• _Directions_
What is needed is an exact copy of the records below, with the pictures left out.

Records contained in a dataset
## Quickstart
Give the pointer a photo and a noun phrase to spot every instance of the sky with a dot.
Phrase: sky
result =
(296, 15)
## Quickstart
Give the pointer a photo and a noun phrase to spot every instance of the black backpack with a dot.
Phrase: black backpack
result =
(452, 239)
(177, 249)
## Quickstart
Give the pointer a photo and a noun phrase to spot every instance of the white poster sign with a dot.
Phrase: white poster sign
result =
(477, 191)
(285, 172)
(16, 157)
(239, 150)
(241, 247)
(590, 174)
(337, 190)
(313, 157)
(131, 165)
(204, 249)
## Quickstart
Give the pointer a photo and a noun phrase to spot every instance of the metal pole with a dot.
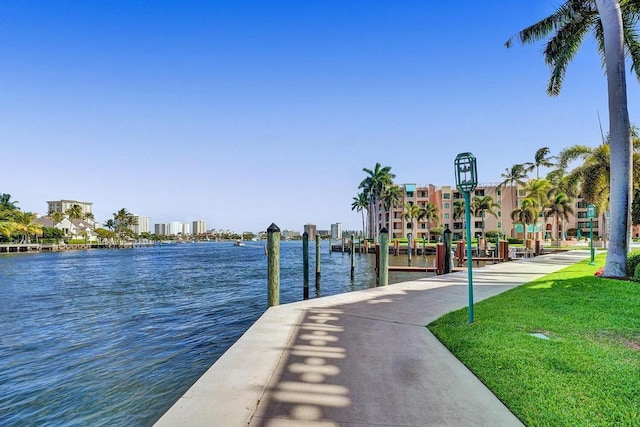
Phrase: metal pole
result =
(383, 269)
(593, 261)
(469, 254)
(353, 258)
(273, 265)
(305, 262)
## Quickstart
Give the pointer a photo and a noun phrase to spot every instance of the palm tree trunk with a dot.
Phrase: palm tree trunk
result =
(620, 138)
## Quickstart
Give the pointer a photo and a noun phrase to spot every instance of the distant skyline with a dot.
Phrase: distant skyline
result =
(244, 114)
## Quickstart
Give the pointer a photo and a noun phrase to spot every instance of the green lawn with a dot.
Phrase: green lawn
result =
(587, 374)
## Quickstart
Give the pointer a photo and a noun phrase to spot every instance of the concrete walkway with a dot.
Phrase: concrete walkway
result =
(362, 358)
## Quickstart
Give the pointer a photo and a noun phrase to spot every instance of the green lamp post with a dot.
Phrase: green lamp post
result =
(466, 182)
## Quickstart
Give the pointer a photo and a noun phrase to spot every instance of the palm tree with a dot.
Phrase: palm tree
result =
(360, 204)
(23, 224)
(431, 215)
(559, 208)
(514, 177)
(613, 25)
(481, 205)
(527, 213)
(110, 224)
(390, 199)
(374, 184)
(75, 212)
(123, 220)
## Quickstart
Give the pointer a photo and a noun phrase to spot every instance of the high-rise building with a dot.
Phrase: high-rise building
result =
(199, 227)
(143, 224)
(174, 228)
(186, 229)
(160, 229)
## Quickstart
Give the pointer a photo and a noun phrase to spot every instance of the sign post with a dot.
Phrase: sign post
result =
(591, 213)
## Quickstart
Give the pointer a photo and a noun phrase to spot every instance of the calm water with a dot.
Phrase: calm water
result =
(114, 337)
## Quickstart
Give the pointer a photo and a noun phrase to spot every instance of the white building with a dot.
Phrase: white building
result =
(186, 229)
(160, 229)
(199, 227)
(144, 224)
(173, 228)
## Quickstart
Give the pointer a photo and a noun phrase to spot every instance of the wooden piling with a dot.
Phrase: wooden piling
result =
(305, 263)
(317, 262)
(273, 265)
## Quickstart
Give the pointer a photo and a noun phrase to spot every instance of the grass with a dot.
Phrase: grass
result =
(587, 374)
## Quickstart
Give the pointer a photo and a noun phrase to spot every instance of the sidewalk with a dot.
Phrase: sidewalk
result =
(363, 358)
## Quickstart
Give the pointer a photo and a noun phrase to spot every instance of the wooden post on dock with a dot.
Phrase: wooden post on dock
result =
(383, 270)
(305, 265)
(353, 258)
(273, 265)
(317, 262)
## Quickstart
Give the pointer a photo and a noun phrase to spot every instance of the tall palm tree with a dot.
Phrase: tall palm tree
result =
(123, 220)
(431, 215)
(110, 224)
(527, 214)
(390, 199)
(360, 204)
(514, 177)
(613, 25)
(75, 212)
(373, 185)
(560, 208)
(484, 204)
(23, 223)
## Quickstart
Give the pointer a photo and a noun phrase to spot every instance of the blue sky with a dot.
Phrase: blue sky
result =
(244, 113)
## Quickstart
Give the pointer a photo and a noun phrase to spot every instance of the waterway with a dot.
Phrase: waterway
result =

• _Task response_
## Quickstart
Give the pointer a photo and a noun phrase to spot every instance of the sky with a dot.
Phrase: sky
result =
(296, 15)
## Quickstart
Give the pointer a photo and a noun phrase to spot every instance of the black backpack with a dot.
Phrase: black backpack
result =
(452, 239)
(177, 249)
## Quickstart
Give the pointer a photo and a noun phrase to spot every instance of the white poster sign with a dot.
Phrase: white poster sign
result =
(477, 191)
(285, 172)
(16, 157)
(239, 150)
(241, 247)
(590, 174)
(337, 190)
(313, 157)
(131, 165)
(204, 249)
## Quickstart
Give the pointer a photo and a noun phrase to spot every instance of the metal pole with a dot.
Phrase: metal pole
result =
(383, 269)
(593, 261)
(469, 254)
(353, 258)
(273, 265)
(305, 262)
## Quickstart
Give the pointer a photo and a noun phrase to spot every instance of the palm tree trunk with a dot.
Phrase: palm tree trunk
result =
(620, 138)
## Quickstart
Give the pointer a photo and a noun phrase to spot every instance of the distant skyline with a dot.
Phrase: distant skyline
result =
(244, 114)
## Quickstart
Give the pointer a photo and a noun phrase to spot every instance of the green lawn with a dot.
Phrase: green lawn
result =
(587, 374)
## Quickstart
Give the pointer a photo and a noun phrase to spot every instance of the concrete walkway with a dot.
Phrase: concrete walkway
result =
(362, 358)
## Quickstart
Give the pointer a photo and a noun phrase to spot every instance of the green lamp post with a dot.
Phrase: green lamp post
result =
(466, 182)
## Quickstart
Give the pointer a photo and a noun phrase to spot every instance of the palm tree with a dot.
Phrase: palm tree
result =
(360, 204)
(23, 224)
(431, 215)
(559, 208)
(514, 177)
(613, 25)
(481, 205)
(527, 213)
(110, 224)
(390, 199)
(374, 184)
(75, 212)
(123, 220)
## Quickstart
Give the pointer a photo and a noun phrase to spot every instance of the high-rise building with a dot.
Phrase: high-rise building
result =
(199, 227)
(143, 224)
(174, 228)
(186, 229)
(160, 229)
## Quickstart
Give the pointer a photo and a noun phrase to spot every instance of the sign post with a dot.
Phrase: sign post
result =
(591, 213)
## Quickstart
Give the pointer a photo and a noun phrase to spot every instance of the calm water with a dot.
Phrase: calm water
result =
(114, 337)
## Quickstart
Give the pointer a photo and a noun phrase to spot every instance of the white building with a dot.
Phrase: white building
result =
(186, 229)
(160, 229)
(199, 227)
(144, 224)
(173, 228)
## Quickstart
Give the pointer a photo and a noun phrase to spot every instance of the wooden piling with a dot.
Phrase: wooden piling
result =
(305, 263)
(317, 262)
(273, 265)
## Quickstart
Give the pointer a photo and a noun phrase to spot every instance of the grass with a dot.
Phrase: grass
result =
(587, 374)
## Quickstart
Give the pointer a photo and a noun phrase to spot every instance of the sidewalk with a dot.
Phrase: sidewalk
result =
(363, 358)
## Quickstart
Give the pointer a photo and a noun phrase to spot every instance of the wooden post on dock with a dot.
Phrase: wooden post on dock
result =
(383, 270)
(305, 265)
(353, 258)
(273, 265)
(317, 262)
## Quickstart
Give the pointer a photo and a noun phrase to spot every instance of the tall palm tree with a dot.
Phrase: tall palm tree
result =
(123, 220)
(431, 215)
(110, 224)
(527, 214)
(390, 199)
(360, 204)
(514, 177)
(613, 25)
(75, 212)
(373, 185)
(560, 208)
(484, 204)
(23, 223)
## Quickstart
Give the pointer a photo and a noun phrase to spot every instance of the blue sky with a dot.
Phrase: blue sky
result =
(244, 113)
## Quickstart
Give the pointer a photo and a noun phrase to spot every instance of the waterway with a dot.
Phrase: waterway
result =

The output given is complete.